**DESCRIPTION OF THE TASK**
Transcribe every line of the records below word for word, and leave the pictures out of your copy.

··· SUPPLIED RECORDS

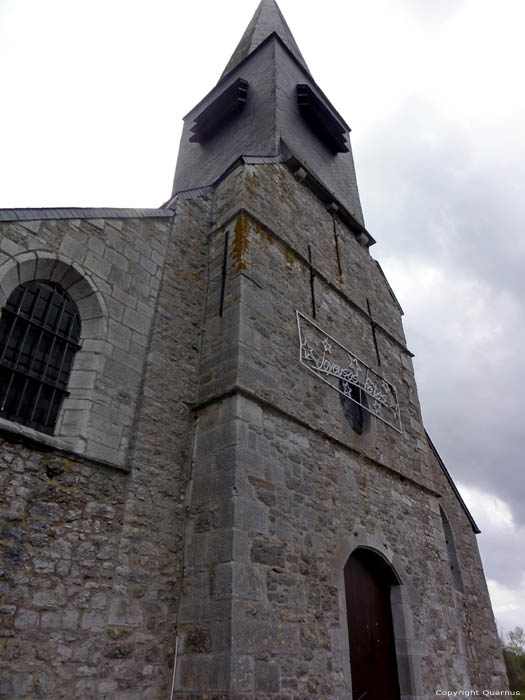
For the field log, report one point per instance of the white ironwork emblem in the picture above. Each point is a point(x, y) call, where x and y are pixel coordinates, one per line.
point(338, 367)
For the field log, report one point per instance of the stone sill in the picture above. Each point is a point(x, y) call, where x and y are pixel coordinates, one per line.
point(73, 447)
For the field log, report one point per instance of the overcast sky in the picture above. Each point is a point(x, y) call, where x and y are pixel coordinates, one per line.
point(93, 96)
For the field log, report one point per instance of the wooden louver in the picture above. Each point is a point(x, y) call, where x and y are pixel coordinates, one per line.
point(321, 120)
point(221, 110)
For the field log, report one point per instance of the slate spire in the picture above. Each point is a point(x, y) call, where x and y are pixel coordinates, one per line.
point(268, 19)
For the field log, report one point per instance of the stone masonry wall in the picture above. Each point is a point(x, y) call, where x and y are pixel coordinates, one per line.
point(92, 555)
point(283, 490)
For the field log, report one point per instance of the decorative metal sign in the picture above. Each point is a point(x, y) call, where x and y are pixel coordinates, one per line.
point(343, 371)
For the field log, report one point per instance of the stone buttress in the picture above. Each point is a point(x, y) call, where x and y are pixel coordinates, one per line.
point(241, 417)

······

**COMPLETE RESPONSE**
For the field log, report one point per instance of the white ironwork emblem in the picture above. Each point is a point(x, y) call, where x and y are pixel coordinates, one per line.
point(338, 367)
For the field log, report one point per instance of the stone sill in the picture above. Each point is a point(x, y) call, where x and y are pixel coordinates, one per line.
point(73, 447)
For the field log, report one point per instance of the overcast sky in the picture above. Each point is a point(x, y) call, where x and y are pixel coordinates, one per line.
point(93, 96)
For the field log, report one point per instance of the wooden louver in the picture above. Each point is a point(x, y) call, where x and y are pixel coordinates, one per line.
point(321, 120)
point(221, 110)
For the field log, report one point per instance of the slate spire in the picture above. Each point is a point(x, y) call, where x and y are pixel coordinates, one per line.
point(268, 19)
For the field log, report one point per instance of the stone masonry wall in the picture above. Each point is a point(x, y) call, where x and y are pixel coordinates, one per line.
point(92, 555)
point(283, 490)
For the field log, report one point per instance of the decorative metal sign in the picture above. Each point is a point(x, y) call, where x and y are pixel coordinates, one per line.
point(343, 371)
For the field log, report one point per instance of the stone buttress in the picture above. Each point is a point(x, y) call, where x and y are pixel coordinates, one per line.
point(241, 417)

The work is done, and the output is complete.